* [WHAT NEEDS TO BE DONE]: In the records below, work out how many lines hold the word "door". Report the number alone.

* [GIVEN ENTRIES]:
______________________________
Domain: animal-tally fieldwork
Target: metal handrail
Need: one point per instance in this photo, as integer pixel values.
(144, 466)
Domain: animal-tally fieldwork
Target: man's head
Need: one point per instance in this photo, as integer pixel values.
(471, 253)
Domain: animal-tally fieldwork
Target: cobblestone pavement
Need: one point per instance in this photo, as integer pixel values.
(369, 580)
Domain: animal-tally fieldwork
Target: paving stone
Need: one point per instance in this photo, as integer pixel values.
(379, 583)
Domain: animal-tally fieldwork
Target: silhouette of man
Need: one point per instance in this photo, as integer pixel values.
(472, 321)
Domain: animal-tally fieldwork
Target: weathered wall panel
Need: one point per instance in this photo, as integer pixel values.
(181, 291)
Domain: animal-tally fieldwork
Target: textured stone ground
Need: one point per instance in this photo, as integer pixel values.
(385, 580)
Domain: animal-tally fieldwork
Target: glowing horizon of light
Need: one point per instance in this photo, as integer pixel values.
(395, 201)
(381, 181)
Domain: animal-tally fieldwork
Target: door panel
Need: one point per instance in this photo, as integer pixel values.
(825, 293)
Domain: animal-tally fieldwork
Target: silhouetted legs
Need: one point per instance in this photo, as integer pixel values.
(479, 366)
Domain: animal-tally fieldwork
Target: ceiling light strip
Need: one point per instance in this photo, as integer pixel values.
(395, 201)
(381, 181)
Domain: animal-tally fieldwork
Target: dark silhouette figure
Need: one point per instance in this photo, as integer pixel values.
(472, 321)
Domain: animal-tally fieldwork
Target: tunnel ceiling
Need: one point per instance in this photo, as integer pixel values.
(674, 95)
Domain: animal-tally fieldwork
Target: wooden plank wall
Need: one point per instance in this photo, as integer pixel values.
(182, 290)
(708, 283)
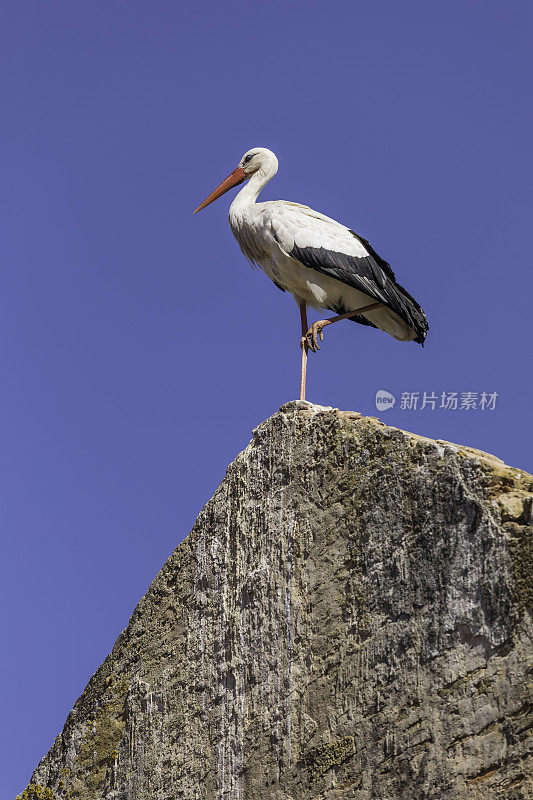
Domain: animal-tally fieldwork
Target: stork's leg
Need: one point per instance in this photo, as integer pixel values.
(304, 344)
(311, 336)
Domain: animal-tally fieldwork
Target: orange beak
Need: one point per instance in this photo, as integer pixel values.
(237, 176)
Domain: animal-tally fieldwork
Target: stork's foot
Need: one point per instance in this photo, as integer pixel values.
(311, 337)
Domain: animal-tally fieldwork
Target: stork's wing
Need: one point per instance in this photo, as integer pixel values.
(321, 243)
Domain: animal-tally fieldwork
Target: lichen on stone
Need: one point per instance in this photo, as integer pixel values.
(321, 759)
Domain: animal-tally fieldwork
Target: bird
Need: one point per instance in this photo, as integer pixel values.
(322, 263)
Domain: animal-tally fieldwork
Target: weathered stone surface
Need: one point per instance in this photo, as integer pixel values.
(347, 619)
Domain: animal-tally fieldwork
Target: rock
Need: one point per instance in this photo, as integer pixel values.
(347, 619)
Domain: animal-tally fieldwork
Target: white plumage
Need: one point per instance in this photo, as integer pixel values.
(322, 263)
(268, 233)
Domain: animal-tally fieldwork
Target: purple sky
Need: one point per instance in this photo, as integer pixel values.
(138, 347)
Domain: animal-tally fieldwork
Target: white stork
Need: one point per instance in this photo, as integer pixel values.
(322, 263)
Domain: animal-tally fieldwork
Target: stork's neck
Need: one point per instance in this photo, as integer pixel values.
(250, 191)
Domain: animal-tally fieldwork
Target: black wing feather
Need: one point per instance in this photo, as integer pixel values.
(371, 275)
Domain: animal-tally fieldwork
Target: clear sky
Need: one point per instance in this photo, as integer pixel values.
(138, 347)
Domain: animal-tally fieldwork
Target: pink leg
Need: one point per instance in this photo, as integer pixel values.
(304, 344)
(311, 336)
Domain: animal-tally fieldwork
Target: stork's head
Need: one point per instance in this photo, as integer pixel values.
(257, 160)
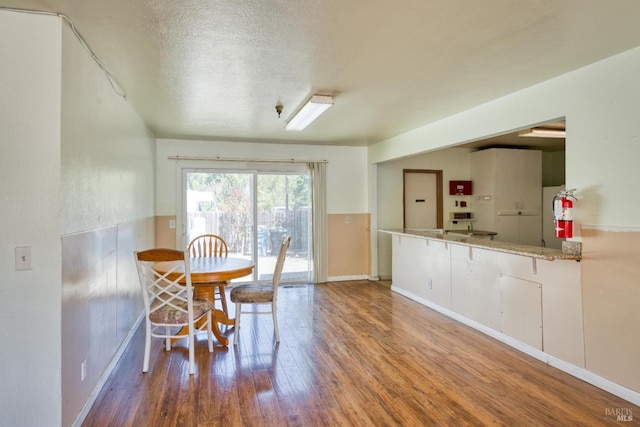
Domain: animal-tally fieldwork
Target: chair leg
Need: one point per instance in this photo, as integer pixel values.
(223, 300)
(236, 324)
(209, 332)
(274, 310)
(192, 369)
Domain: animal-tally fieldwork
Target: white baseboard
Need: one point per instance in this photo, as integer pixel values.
(105, 375)
(576, 371)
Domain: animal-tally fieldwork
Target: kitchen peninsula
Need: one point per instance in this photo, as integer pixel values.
(526, 296)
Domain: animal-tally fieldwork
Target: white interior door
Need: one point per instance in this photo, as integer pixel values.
(420, 200)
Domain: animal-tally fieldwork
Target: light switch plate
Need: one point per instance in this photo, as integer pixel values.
(23, 258)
______________________________
* [SOLVED PROBLEM]: 2